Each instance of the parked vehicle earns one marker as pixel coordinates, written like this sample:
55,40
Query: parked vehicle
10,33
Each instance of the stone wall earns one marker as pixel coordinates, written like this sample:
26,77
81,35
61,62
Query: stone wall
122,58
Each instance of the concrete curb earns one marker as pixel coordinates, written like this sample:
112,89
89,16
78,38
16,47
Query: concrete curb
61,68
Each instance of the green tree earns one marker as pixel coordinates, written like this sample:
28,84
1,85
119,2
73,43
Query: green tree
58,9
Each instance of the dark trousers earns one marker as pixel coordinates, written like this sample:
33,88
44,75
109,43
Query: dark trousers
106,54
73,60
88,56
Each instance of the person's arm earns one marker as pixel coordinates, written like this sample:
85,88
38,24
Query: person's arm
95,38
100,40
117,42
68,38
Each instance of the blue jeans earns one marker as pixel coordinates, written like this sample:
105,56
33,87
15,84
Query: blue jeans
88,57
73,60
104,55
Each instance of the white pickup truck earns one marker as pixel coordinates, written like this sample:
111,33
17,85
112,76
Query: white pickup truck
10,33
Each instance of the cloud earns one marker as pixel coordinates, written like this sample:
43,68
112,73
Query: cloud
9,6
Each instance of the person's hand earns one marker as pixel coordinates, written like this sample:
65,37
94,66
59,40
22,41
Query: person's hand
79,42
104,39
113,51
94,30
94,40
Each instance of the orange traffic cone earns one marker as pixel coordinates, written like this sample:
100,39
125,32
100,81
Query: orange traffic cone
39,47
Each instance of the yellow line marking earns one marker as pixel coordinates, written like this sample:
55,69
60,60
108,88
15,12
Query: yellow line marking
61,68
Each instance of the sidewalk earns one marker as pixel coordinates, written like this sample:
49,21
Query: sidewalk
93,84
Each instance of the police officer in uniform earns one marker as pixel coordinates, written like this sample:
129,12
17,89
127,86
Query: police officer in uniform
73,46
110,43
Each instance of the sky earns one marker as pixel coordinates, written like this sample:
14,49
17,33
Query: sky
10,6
::::::::::
EXERCISE DIRECTIONS -
Please output the records shown above, with every character intact.

YOUR RESPONSE -
Each instance of the parked vehicle earns one marker as pixel coordinates, written like this sample:
55,40
Query: parked vehicle
10,33
Each instance of the stone wall earns one marker as pixel coordinates, written like this sample:
26,77
81,35
61,62
Query: stone wall
122,58
Each instance of the concrete curb earns one marker as pixel coordinates, written like this sample:
112,89
89,16
78,38
16,47
Query: concrete curb
61,68
Each instance of the green tree earns one marker as pixel coordinates, written like this sample:
28,84
1,85
119,2
73,43
Query: green tree
58,9
Each instance of the dark trousers earns one marker as pixel coordinates, written like this sample:
33,88
44,75
109,43
Query: dark trousers
106,54
73,60
88,56
Each instance of the person's arm earns one marker as pixel coordinates, written like this sample:
85,88
38,24
Query: person's arm
95,38
100,40
117,42
68,38
Each instance of the blue jeans earns one marker as pixel coordinates, written like this sample:
105,56
33,87
15,84
Query: blue jeans
88,57
73,60
104,55
Each instance of the white pickup truck earns one marker as pixel coordinates, written like this sample:
111,33
17,85
112,76
Query: white pickup truck
10,33
Each instance of the cloud earns one marker as pixel coordinates, written like this sample:
43,68
112,73
Query: cloud
9,6
Each instance of the person's hand earns one marker as pixel coordinates, written like this sample:
65,37
94,66
59,40
22,41
Query: person's hand
79,42
104,39
113,51
94,30
94,40
Each instance of the orange traffic cone earns one marker as pixel coordinates, written like this sample:
100,39
125,32
100,81
Query: orange traffic cone
39,47
Each instance of the yellow line marking earns one marker as pixel coordinates, written like this sample:
55,69
60,60
108,88
15,12
Query: yellow line marking
61,68
Each instance of the sidewalk earns one marker as pixel coordinates, written like this sample:
49,21
Query: sidewalk
93,84
Each instance of the police officer in uniform earns one marker as pixel coordinates, written like this sample:
129,12
17,89
127,86
Query: police officer in uniform
73,46
110,43
Each instance of the sky earns one marker as pixel coordinates, written like this sample:
14,49
17,33
Query: sky
10,6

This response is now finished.